SUPPLIED PASSAGE:
One of the world’s premier collections is at Descanso Gardens in La Cañada Flintridge. Descanso’s extraordinary camellia forest was created by former Los Angeles Daily News publisher and camellia collector E. Manchester Boddy under unhappy circumstances. According to the history on Descanso’s website, Boddy amassed many exquisite varieties from at least three Japanese American nurseries whose camellia breeding owners were forced to sell their inventory at a fraction of its value before they were incarcerated during World War II because of their Japanese heritage.
The legacy of camellia growers such as F.M. Uyematsu lives on at the gardens, but Southern California still has one other internationally famous nursery devoted to camellias and azaleas in Altadena. Nuccio’s Nurseries offers more than 500 varieties of camellias, many created by cross-pollinating bees and then nurtured by the owners. Visit in January and February to delight in the many choices, and take one home — they grow in pots too. And visit this year, because family members are trying to sell the property, so this opportunity won’t last forever.
February: Bulbs (daffodils, tulips, etc.)

TASK DIRECTIONS:
Answer these from the camellia passage.
(a) Who created the camellia forest at Descanso Gardens?
(b) How many camellia varieties does Nuccio's Nurseries offer?
(c) In which months does the passage suggest visiting Nuccio's?

DATA FOR ANALYSIS:
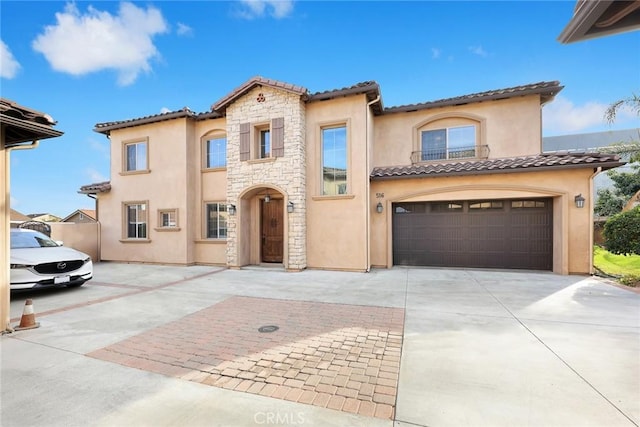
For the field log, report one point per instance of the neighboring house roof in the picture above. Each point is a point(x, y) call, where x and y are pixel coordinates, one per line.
point(596, 18)
point(44, 217)
point(594, 141)
point(23, 124)
point(100, 187)
point(17, 216)
point(87, 212)
point(547, 90)
point(505, 165)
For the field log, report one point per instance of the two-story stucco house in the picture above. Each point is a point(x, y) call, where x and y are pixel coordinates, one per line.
point(276, 174)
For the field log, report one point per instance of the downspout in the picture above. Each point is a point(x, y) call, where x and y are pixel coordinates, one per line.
point(6, 300)
point(591, 206)
point(98, 225)
point(368, 193)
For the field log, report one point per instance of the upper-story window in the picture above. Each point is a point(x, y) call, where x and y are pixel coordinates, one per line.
point(448, 143)
point(264, 143)
point(334, 160)
point(262, 140)
point(216, 152)
point(135, 156)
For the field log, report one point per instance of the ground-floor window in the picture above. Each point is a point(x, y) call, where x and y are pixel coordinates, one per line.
point(216, 220)
point(136, 220)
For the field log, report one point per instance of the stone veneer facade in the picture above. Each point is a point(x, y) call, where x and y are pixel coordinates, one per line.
point(286, 174)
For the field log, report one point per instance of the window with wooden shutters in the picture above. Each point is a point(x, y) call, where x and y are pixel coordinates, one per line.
point(277, 137)
point(245, 141)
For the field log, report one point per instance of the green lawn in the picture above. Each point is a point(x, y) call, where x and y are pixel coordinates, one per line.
point(616, 265)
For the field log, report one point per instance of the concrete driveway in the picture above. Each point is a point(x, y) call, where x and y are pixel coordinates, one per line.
point(148, 345)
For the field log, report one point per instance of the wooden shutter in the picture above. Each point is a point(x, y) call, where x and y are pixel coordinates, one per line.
point(245, 141)
point(277, 137)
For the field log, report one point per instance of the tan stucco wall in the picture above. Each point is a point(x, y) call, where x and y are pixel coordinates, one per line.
point(165, 186)
point(571, 226)
point(337, 232)
point(510, 127)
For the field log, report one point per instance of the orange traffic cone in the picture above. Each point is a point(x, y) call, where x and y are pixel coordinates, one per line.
point(28, 320)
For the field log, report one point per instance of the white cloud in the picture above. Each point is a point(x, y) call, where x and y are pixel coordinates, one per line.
point(8, 65)
point(278, 9)
point(94, 175)
point(478, 50)
point(84, 43)
point(184, 30)
point(563, 116)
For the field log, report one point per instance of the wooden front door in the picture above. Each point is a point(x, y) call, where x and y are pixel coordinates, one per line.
point(272, 231)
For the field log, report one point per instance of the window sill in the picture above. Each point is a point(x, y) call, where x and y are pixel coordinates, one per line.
point(212, 241)
point(217, 169)
point(265, 160)
point(334, 197)
point(140, 172)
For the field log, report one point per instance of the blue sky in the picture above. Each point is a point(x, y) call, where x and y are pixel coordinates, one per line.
point(92, 62)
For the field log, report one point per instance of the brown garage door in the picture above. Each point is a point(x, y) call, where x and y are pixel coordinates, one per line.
point(484, 234)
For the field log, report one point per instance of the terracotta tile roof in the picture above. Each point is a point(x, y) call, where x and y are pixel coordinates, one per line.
point(505, 165)
point(100, 187)
point(546, 89)
point(224, 102)
point(370, 88)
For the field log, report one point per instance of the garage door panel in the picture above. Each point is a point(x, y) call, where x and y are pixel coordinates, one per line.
point(486, 234)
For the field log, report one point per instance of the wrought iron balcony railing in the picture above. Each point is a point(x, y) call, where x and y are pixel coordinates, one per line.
point(472, 152)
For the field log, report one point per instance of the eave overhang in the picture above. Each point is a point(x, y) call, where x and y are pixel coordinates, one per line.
point(23, 125)
point(539, 163)
point(595, 18)
point(100, 187)
point(546, 90)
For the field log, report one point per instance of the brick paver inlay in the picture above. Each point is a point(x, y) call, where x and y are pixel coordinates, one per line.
point(337, 356)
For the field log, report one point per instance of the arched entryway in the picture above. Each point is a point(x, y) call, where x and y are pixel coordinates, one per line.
point(271, 229)
point(261, 226)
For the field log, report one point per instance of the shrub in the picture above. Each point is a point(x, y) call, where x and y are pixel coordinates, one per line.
point(631, 280)
point(622, 232)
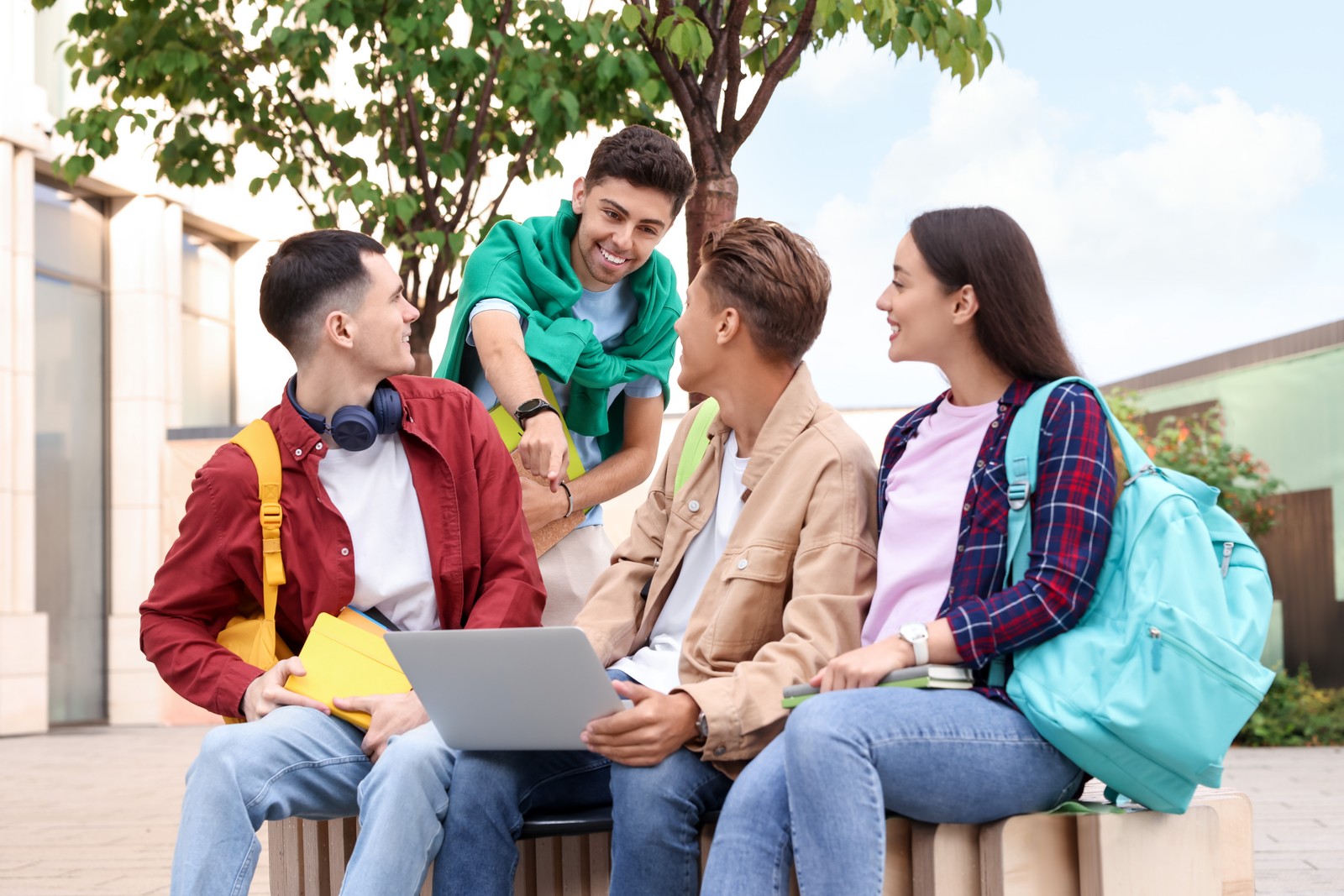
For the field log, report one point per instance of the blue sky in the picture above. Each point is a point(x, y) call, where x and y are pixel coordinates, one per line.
point(1178, 168)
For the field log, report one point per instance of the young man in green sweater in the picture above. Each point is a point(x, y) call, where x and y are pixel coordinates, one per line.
point(585, 301)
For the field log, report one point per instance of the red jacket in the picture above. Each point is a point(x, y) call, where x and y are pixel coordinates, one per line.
point(484, 564)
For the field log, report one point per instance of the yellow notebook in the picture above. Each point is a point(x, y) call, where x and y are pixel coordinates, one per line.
point(347, 660)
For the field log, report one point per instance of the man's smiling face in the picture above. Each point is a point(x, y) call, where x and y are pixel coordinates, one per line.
point(620, 224)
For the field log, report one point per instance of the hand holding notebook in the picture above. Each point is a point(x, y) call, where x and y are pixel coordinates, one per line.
point(929, 676)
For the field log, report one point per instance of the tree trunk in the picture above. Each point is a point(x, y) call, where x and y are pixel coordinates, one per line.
point(421, 332)
point(716, 202)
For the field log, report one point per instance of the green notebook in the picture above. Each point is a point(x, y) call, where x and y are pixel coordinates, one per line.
point(927, 676)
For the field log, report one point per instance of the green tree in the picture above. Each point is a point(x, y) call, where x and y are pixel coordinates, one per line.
point(1198, 445)
point(416, 116)
point(709, 51)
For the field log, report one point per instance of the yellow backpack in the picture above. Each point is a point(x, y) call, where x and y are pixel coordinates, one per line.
point(253, 637)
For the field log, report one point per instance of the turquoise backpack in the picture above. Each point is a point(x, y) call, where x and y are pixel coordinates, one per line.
point(1151, 687)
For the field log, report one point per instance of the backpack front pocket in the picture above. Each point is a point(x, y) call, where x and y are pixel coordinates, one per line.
point(1183, 694)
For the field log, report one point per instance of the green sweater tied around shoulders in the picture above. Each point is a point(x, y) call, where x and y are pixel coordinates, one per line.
point(528, 266)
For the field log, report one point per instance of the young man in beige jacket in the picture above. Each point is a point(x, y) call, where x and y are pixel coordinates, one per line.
point(746, 579)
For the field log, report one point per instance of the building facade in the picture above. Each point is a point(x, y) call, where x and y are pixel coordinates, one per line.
point(124, 307)
point(1281, 402)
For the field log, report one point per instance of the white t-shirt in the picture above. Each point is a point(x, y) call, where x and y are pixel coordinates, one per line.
point(612, 312)
point(656, 664)
point(920, 530)
point(374, 492)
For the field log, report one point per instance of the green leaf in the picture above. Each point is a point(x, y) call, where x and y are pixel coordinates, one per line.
point(678, 40)
point(921, 26)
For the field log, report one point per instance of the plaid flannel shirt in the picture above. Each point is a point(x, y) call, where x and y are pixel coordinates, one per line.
point(1072, 506)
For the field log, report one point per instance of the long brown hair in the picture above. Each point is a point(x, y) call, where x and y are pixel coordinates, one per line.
point(985, 249)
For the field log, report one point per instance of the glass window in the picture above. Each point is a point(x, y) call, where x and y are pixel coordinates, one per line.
point(71, 338)
point(207, 332)
point(71, 234)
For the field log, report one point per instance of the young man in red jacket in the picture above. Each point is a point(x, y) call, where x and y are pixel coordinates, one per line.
point(398, 496)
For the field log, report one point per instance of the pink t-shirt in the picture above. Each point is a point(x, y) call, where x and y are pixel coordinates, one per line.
point(925, 495)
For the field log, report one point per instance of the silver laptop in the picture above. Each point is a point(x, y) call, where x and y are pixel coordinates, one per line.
point(507, 688)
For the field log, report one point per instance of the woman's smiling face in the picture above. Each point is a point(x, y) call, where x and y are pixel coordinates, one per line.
point(918, 308)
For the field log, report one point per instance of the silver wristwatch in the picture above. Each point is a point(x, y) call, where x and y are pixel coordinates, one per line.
point(917, 636)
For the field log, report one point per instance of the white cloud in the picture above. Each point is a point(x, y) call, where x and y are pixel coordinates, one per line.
point(1168, 249)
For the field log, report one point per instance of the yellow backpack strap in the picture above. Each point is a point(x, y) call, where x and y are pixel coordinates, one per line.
point(259, 441)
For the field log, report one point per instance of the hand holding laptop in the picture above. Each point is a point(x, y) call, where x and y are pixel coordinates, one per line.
point(508, 688)
point(658, 726)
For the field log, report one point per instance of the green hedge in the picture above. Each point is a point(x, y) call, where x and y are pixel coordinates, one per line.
point(1296, 714)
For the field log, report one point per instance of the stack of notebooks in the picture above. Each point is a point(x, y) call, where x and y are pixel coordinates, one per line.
point(927, 676)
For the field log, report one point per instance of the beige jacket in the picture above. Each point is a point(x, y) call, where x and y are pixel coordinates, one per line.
point(790, 591)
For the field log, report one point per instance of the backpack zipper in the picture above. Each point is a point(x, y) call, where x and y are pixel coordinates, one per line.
point(1200, 660)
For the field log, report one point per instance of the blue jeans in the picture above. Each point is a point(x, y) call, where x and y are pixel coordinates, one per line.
point(302, 762)
point(655, 815)
point(819, 793)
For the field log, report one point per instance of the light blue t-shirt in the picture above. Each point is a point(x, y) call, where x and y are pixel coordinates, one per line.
point(612, 312)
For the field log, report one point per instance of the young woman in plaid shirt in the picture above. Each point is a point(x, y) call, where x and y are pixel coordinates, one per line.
point(967, 295)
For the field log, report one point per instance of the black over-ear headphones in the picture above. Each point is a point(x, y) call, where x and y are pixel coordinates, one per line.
point(355, 427)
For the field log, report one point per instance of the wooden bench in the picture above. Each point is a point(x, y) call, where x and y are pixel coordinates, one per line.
point(1206, 852)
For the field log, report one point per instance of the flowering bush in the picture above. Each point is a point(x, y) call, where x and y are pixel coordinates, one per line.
point(1196, 445)
point(1296, 714)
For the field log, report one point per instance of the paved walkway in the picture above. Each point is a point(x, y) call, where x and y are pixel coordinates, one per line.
point(94, 812)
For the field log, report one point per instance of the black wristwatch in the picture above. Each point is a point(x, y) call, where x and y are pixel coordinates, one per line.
point(531, 407)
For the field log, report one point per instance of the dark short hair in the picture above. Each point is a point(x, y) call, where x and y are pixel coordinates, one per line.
point(308, 277)
point(985, 249)
point(647, 159)
point(773, 277)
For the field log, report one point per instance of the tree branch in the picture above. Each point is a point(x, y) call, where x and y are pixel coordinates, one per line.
point(773, 74)
point(421, 160)
point(732, 66)
point(483, 107)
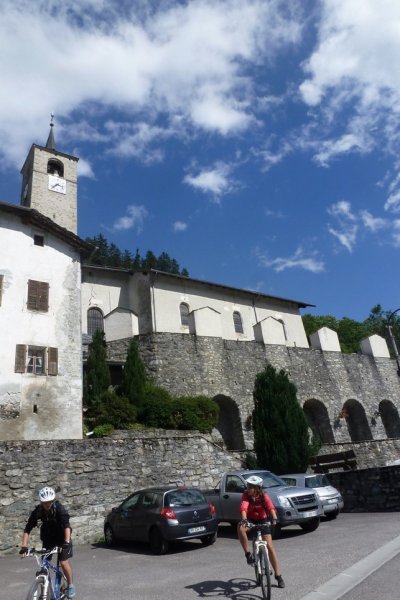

TASK SOLUTION:
(a) E. Manchester Boddy
(b) More than 500
(c) January and February